Collected data
[Start of section]

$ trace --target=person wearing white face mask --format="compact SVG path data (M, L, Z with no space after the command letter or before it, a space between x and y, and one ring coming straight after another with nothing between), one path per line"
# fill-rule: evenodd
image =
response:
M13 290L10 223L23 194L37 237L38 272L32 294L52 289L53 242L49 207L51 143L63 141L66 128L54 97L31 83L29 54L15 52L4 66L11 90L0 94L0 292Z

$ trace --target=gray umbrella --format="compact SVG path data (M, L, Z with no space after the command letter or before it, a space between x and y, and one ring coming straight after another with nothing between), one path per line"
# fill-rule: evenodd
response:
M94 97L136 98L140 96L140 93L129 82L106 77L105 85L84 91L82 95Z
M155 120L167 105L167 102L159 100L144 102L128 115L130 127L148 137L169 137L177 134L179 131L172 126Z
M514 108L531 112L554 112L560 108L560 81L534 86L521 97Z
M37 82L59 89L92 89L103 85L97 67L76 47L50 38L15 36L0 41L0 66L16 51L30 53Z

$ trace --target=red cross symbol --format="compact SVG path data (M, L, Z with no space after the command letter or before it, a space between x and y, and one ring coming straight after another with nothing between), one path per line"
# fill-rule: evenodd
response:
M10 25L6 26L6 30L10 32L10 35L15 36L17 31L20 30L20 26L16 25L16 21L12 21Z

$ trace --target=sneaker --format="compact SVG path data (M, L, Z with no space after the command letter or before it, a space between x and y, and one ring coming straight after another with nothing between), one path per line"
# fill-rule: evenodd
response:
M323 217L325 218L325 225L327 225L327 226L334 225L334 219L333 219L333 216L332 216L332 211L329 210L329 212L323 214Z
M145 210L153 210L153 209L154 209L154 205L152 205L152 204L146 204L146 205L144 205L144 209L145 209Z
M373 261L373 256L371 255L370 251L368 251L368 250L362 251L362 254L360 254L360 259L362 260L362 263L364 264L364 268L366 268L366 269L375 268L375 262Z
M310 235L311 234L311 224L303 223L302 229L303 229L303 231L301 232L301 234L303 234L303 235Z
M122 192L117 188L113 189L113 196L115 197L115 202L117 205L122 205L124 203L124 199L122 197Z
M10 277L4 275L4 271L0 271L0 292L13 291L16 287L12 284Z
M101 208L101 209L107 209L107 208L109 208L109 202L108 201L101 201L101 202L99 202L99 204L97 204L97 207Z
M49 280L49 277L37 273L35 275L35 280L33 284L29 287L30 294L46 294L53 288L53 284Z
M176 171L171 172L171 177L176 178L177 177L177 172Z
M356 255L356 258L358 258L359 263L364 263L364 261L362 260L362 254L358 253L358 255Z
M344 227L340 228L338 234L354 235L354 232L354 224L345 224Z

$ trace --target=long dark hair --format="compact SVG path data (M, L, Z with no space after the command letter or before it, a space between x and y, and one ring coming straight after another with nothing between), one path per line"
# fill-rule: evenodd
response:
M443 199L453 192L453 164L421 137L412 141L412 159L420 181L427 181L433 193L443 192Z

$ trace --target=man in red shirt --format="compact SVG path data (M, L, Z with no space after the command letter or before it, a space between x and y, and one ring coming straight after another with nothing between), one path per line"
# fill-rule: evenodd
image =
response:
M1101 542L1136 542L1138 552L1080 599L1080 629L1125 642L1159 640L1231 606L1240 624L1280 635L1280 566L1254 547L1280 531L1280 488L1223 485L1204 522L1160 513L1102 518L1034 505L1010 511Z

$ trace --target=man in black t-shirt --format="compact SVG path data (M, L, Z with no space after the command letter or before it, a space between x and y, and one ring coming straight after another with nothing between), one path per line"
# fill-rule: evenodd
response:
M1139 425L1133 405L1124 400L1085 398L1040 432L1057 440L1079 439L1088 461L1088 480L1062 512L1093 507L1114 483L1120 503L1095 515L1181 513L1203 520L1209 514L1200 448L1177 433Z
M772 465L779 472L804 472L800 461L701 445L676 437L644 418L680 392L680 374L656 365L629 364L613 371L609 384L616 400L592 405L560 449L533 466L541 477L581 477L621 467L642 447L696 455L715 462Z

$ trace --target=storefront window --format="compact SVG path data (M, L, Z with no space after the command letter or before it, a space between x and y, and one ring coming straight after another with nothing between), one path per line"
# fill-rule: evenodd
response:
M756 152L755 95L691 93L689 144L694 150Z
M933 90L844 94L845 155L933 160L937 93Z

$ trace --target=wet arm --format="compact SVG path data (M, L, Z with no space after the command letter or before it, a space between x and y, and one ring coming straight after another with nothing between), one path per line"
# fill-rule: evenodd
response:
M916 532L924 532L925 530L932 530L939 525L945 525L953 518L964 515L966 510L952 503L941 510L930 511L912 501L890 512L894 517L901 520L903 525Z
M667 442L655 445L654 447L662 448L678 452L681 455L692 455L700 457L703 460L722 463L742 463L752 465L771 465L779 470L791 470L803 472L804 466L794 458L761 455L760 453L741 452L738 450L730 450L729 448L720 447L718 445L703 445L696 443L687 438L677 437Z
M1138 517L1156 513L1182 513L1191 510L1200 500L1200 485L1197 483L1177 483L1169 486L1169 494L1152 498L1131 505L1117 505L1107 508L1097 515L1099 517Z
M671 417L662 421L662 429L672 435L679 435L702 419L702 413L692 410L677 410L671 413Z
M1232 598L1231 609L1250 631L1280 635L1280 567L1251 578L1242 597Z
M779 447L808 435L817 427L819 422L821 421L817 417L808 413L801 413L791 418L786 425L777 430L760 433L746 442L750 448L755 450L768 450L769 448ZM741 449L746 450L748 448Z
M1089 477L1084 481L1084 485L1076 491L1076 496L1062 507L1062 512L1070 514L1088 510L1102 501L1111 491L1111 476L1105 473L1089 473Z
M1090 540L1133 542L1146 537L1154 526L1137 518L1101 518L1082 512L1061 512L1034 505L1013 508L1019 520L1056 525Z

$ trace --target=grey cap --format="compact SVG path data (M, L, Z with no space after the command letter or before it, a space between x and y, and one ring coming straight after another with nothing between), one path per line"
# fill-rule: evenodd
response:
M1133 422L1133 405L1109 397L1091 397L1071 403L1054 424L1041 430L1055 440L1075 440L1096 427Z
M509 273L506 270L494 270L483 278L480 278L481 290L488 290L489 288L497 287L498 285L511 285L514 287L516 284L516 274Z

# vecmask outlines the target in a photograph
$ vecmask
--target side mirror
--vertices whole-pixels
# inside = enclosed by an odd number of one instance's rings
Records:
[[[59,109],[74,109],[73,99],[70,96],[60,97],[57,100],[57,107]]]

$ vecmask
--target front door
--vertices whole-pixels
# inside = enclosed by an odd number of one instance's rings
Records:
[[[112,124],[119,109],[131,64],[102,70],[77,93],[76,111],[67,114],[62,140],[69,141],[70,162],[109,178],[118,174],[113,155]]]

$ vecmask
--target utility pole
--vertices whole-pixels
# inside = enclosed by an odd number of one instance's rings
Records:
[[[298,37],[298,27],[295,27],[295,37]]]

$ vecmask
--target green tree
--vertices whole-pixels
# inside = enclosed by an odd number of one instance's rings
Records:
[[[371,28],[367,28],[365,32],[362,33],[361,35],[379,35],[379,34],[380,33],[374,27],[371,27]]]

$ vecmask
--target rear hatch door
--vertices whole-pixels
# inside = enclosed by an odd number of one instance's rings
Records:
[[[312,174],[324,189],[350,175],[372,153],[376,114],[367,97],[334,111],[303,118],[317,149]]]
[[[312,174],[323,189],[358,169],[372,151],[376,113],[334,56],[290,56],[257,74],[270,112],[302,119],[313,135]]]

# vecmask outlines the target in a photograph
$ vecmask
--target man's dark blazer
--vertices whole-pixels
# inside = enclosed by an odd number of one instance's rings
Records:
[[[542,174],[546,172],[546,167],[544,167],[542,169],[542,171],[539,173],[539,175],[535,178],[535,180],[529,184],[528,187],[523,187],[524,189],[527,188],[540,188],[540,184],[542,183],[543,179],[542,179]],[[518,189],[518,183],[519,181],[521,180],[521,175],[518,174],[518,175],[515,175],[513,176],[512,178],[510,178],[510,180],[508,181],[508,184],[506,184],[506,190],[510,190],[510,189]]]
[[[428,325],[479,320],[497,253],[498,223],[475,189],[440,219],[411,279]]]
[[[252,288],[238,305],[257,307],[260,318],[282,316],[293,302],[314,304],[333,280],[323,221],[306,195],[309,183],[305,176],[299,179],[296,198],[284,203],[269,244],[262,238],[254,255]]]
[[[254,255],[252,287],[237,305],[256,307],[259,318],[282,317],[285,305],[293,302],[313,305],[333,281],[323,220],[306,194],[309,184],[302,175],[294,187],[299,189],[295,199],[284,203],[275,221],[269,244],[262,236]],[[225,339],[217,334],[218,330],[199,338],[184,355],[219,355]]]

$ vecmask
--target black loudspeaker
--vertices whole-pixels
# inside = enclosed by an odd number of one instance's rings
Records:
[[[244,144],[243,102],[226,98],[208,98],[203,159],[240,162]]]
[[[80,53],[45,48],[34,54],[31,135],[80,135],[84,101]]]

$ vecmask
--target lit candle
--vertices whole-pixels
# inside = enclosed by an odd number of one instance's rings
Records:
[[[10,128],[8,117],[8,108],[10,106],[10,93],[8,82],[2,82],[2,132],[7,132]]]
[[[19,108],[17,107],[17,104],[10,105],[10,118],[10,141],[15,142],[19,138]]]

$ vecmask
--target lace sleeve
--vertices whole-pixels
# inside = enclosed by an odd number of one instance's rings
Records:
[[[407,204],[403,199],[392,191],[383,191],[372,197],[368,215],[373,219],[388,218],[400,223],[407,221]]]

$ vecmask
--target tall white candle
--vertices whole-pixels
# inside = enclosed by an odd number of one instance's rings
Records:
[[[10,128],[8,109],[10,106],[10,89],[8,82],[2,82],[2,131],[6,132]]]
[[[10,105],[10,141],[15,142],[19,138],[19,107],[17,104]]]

[End of section]

ASSIGNMENT:
In the entries above, find each line that includes the string "door" and copy it.

RESPONSE:
--target front door
--target rear hatch door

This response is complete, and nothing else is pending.